● EXTRAIT DE PAGE
============================================================
Hakim, 21 ans, habitant du 95, jongle entre son appli de livreur à vélo et celles de paris sportifs. « J’ai commencé à 15 ans avec de petites sommes. Mais tu t’aperçois vite que parier est un vrai taf, si tu veux gagner il faut le faire sérieusement, passer genre 2 heures par jour dessus. » Il voit les pubs des opérateurs comme un moyen « d’attraper les nouveaux parieurs » : « Moi j’ai de l’argent sur quatre sites, je vais là où les cotes sont les meilleures, mais si tu commences, tu vas aller vers l’appli qui t’inspire le plus confiance donc celle que t’as le plus vue à la télé ou ailleurs. » Randy, 22 ans, parie beaucoup pour gagner de l’argent et « donner plus de sensations » aux matchs qu’il regarde. Et évoque les pubs qui décorent son quartier à l’Île-Saint-Denis dans le 93 : « Je fais pas spécialement attention, mais ça rentre forcément dans ta tête. Et après il y a les réseaux sociaux, snapchat, où la majorité des pronostiqueurs travaillent avec les sites. » En effet, beaucoup de ces oracles sportifs vendent des pronostics avant de rediriger leurs jeunes clients vers les opérateurs. Ils empochent au passage une commission sur chaque dépôt d’argent.

L’autorisation du jeu en ligne en 2010 et la fin du monopole de la Française des Jeux (FDJ) ont permis l’émergence d’une économie où les opérateurs se tirent la bourre. « On vient d’avoir les chiffres, ils sont spectaculaires, après la campagne on a acquis près de 200% de chiffre d’affaires en plus dans le secteur des paris sportifs, 70% de progression, ça montre que notre message a été compris », selon une source travaillant pour l’une des agences en charge de ces sites. Plus fort qu’un prono, il y a trois ans deux économistes Quentin Duroy et Jon D. Wisman avaient prévu dans une étude – Le monopole de l’État français sur les jeux d’argent : de l’art d’extorquer des fonds aux plus démunis – l’arrivée de ce type de pubs. « On peut facilement imaginer des campagnes publicitaires omniprésentes utilisant des approches marketing encore plus agressives que celles de la FDJ et cherchant constamment à accroître le nombre de produits et d’occasion de jeux (augmentant ainsi le taux d’addiction et visant les populations les plus vulnérables tels que les jeunes et les pauvres) ainsi qu’un plus grand risque de criminalisation », expliquaient-ils.
============================================================
● CONSIGNES
[1] D'après le texte sur les paris sportifs, sur combien de sites Hakim a-t-il de l'argent ?
[2] Rédigez la suite du texte sur la publicité pour les paris sportifs, en reprenant après sa dernière phrase.
============================================================
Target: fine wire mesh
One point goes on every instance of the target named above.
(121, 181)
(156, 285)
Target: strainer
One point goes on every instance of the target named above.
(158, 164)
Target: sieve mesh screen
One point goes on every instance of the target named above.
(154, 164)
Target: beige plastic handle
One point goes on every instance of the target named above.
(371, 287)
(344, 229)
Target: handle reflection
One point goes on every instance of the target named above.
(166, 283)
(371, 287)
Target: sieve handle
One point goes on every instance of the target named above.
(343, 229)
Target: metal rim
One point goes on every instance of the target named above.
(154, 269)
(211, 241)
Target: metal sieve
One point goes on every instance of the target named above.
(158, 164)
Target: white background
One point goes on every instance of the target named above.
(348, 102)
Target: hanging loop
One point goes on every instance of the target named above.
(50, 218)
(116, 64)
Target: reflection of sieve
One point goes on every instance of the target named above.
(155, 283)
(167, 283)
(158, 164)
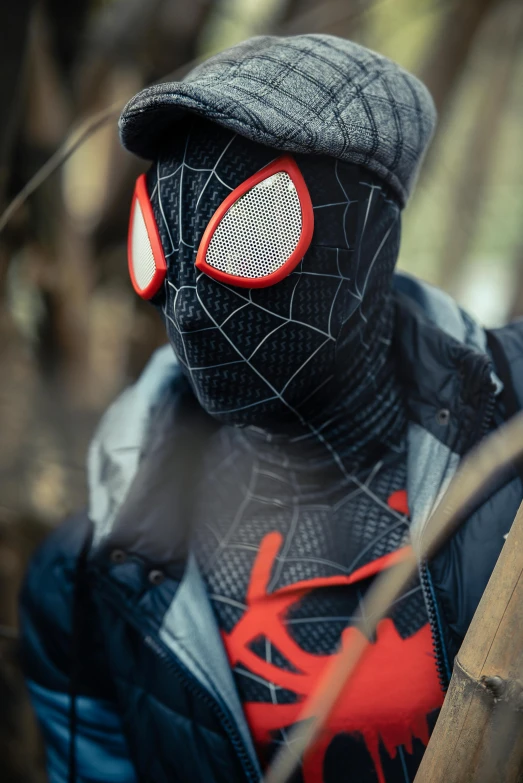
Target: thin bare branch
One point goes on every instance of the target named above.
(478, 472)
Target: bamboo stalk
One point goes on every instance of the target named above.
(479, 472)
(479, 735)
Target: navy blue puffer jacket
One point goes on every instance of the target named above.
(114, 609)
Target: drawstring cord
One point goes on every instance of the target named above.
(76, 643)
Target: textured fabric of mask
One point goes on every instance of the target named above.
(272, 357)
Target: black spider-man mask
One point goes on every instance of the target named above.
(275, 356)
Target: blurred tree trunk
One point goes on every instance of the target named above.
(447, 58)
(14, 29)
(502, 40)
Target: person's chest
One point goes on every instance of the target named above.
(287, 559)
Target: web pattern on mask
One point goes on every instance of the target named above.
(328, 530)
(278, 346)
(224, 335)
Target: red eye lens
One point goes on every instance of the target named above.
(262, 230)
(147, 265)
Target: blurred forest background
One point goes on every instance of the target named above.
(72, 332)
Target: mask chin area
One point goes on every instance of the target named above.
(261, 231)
============================================================
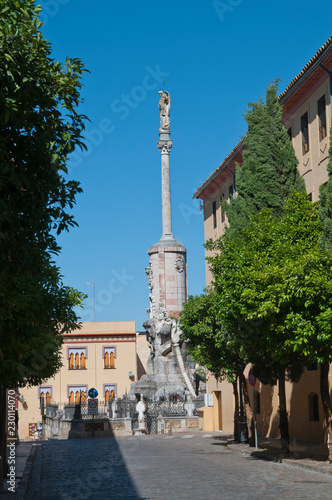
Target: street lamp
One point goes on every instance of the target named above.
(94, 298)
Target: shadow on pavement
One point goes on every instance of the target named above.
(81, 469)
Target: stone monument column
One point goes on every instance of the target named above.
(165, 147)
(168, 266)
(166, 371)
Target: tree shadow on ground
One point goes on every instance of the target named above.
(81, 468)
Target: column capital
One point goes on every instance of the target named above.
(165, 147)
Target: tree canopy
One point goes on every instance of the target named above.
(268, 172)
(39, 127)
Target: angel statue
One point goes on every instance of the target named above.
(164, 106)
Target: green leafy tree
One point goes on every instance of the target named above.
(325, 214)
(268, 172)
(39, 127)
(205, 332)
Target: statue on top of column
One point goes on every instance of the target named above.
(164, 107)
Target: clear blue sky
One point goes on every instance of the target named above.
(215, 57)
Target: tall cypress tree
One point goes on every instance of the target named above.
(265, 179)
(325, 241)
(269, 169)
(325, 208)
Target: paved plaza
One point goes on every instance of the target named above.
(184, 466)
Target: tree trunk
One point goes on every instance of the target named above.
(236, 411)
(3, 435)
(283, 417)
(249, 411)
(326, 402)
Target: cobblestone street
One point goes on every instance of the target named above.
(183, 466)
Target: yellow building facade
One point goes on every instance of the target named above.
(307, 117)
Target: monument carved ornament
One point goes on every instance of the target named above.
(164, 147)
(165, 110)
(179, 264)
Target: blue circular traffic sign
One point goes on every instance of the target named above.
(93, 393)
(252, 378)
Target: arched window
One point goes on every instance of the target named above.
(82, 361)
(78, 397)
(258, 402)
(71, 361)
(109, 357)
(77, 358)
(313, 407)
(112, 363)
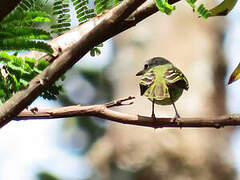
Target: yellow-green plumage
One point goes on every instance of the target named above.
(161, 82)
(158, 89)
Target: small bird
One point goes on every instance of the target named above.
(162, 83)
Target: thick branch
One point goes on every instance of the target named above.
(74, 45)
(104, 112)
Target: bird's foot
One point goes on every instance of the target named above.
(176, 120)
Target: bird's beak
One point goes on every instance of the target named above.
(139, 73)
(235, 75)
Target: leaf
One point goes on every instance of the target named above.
============================================================
● RÉPONSES
[1] Hakim a de l'argent sur quatre sites.

[2]
« J’avais un grand-père ouvrier qui m’emmenait aux courses hippiques, il était passionné par ça, et, là-bas, la clientèle était ultra populaire, se souvient Jean-Christophe Desprès, président de Sopi, agence de marketing ethnique. Il y a un déterminant social qui fait que les jeux d’argent visent les pauvres. Aujourd’hui avec le online, le market c’est presque devenu scientifique, donc ces entreprises-là ciblent les jeunes pauvres. Même si on France on n’a pas de stats ethniques, on sait où ils habitent. Et à partir de ces statistiques tu adaptes ton marketing, et les créatifs font le reste. » L’Observatoire des inégalités nous apprenait cet automne que le milieu socioéconomique n’est pas un déterminant majeur dans le fait de jouer, mais que les parieurs réguliers, tous jeux d’argent confondus, sont ceux aux revenus les plus modestes. Attirés notamment par l’immédiateté du gain, valeur exaltée dans les campagnes publicitaires. Le pari sportif a ses spécificités.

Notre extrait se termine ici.